- SELECTED EXTRACT -
_ _ _ _

E_0: baseline response at zero dose.
E_max: maximum incremental response at high dose.
ED50: dose at which the response is half-maximal — the headline quantity for dose-selection decisions.
h (Hill coefficient): steepness of the dose-response curve at ED50.

Prior elicitation

Informative priors are CRITICAL for Bayesian dose-response: pharmacology has decades of accumulated knowledge — typical ED50 ranges for similar drugs, typical Hill coefficients (~1 for most receptors, ~2-3 for cooperative effects), Emax bounds from physiological constraints. Encoding this prior knowledge regularises inference, especially with small n.

E_0 ~ Normal(0, 0.3) — typical pre-dose response near 0.
E_max ~ Normal(1, σ_user) — physiologically reasonable maximum.
log(ED50) ~ Normal(log(5), σ_user) — log-Normal prior on positive parameter, encoding "I expect ED50 around 5 dose units, plausibly 1-25."
log(h) ~ Normal(0, 0.7) — Hill coefficient typically near 1, plausibly 0.3-3.

Random-walk Metropolis MCMC

For each iteration:

Propose new parameters by adding small Normal perturbations (log-scale for ED50, h).
Compute the log-posterior at the proposal.
Accept the proposal with probability min(1, exp(Δlog-posterior)).
Otherwise stay at current parameter values.

After a 30% burn-in (discarding initial samples), the remaining iterations approximate samples from the posterior. Tune step sizes so the ACCEPTANCE RATE lands in 0.20-0.45 — too low means proposals are too bold; too high means too timid.

Posterior summaries and decisions

The posterior is a JOINT distribution over (E0, Emax, ED50, h). Report:

POSTERIOR MEDIAN as the point estimate.
2.5%-97.5% interval as the 95% CREDIBLE INTERVAL.
Posterior probability of "interesting" events: e.g., P(ED50 < 10 | data) for go/no-go decisions.

Unlike frequentist confidence intervals, credible intervals have direct probability interpretation: "there is a 95% probability that ED50 lies in [a, b], GIVEN the data and priors."

Try it

Defaults (ED50 = 5, h = 1.5, n = 24, σ = 0.08). Posterior median ED50 should match the truth within ±0.5. 95% CrI covers the truth (the "calibration OK" readout). Acceptance rate near 0.3.

_ _ _ _

- INFORMATION PROVIDED -
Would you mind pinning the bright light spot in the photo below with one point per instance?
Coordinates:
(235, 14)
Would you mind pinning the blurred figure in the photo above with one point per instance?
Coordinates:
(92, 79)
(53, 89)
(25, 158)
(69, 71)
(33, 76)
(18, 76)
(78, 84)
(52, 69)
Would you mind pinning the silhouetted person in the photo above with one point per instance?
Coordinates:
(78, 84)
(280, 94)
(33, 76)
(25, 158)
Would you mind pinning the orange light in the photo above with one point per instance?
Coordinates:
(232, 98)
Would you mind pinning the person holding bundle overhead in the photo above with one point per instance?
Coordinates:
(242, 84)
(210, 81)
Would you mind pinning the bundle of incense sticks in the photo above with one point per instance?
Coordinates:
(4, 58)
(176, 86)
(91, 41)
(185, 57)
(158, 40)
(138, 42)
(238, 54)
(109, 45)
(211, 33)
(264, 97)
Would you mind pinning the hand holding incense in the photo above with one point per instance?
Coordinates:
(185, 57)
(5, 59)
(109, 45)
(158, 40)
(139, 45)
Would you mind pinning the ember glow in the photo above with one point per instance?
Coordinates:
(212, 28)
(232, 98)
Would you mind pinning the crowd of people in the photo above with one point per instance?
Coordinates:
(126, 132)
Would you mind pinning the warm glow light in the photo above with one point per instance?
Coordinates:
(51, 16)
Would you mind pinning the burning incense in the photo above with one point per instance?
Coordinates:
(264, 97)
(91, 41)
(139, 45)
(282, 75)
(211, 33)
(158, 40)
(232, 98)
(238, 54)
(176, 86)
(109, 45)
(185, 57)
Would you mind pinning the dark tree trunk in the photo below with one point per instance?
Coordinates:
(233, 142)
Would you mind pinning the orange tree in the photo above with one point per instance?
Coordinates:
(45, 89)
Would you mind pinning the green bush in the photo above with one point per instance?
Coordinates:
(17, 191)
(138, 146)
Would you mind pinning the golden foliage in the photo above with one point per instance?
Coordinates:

_ _ _ _

- LIST OF TASKS -
1) Give each prior distribution that the Bayesian dose-response text above assigns, with the parameter it covers.
2) Write the next part of the Bayesian dose-response text, starting after its last sentence.

- ANSWERS FOR EACH ITEM -
1)
- E_0 ~ Normal(0, 0.3)
- E_max ~ Normal(1, σ_user)
- log(ED50) ~ Normal(log(5), σ_user)
- log(h) ~ Normal(0, 0.7)

2)
Crank n down to 8 (very small study). Posterior CrI for ED50 widens dramatically — sometimes spanning [1, 20]. Bayesian methods don't magically extract more information than the data contain; they just honestly REPORT the resulting uncertainty.
Crank prior log-SD on ED50 up to 1.5 (very vague prior). With low n, the posterior shifts noticeably toward the data — the prior used to anchor, but vague priors can't. Now crank back to 0.3 (very tight): the posterior is dominated by the prior, ignoring conflicting data. Choose σ_prior to balance prior knowledge with data influence.
Increase σ_obs to 0.3 (very noisy observations). Posterior widens but stays calibrated. Bayesian inference automatically discounts noisy data.
Set true h = 0.5 (shallow dose-response). Watch h's posterior recover this. ED50 becomes harder to identify when the curve is shallow — large CrI even with n = 24.

A drug developer reports "the posterior median ED50 is 4.2 with 95% CrI [2.1, 8.5]." Their go/no-go threshold is ED50 < 6 (commercial viability). What posterior probability statement should they compute, and what value would trigger a STOP decision?

What you now know

You can run a complete Bayesian dose-response analysis: elicit priors, run MCMC, summarise posteriors with credible intervals, and translate posteriors into decision probabilities. The same machinery scales to richer pharmacological models (population PK/PD, hierarchical dose-response across populations) — what changes is the model complexity and the choice of MCMC algorithm (HMC / NUTS for high-dimensional models via Stan or PyMC).

References

Gelman, A. et al. (2013). Bayesian Data Analysis, 3rd ed. Chapman & Hall. (Standard graduate reference.)
Hill, A.V. (1910). "The possible effects of the aggregation of the molecules of haemoglobin on its dissociation curves." J. Physiol. 40, iv–vii. (The Hill equation.)
Bonate, P.L. (2011). Pharmacokinetic-Pharmacodynamic Modeling and Simulation, 2nd ed. Springer.
Carpenter, B. et al. (2017). "Stan: A probabilistic programming language." J. Stat. Soft. 76(1), 1–32.
Metropolis, N. et al. (1953). "Equation of state calculations by fast computing machines." J. Chem. Phys. 21(6), 1087–1092. (The foundational Metropolis algorithm.)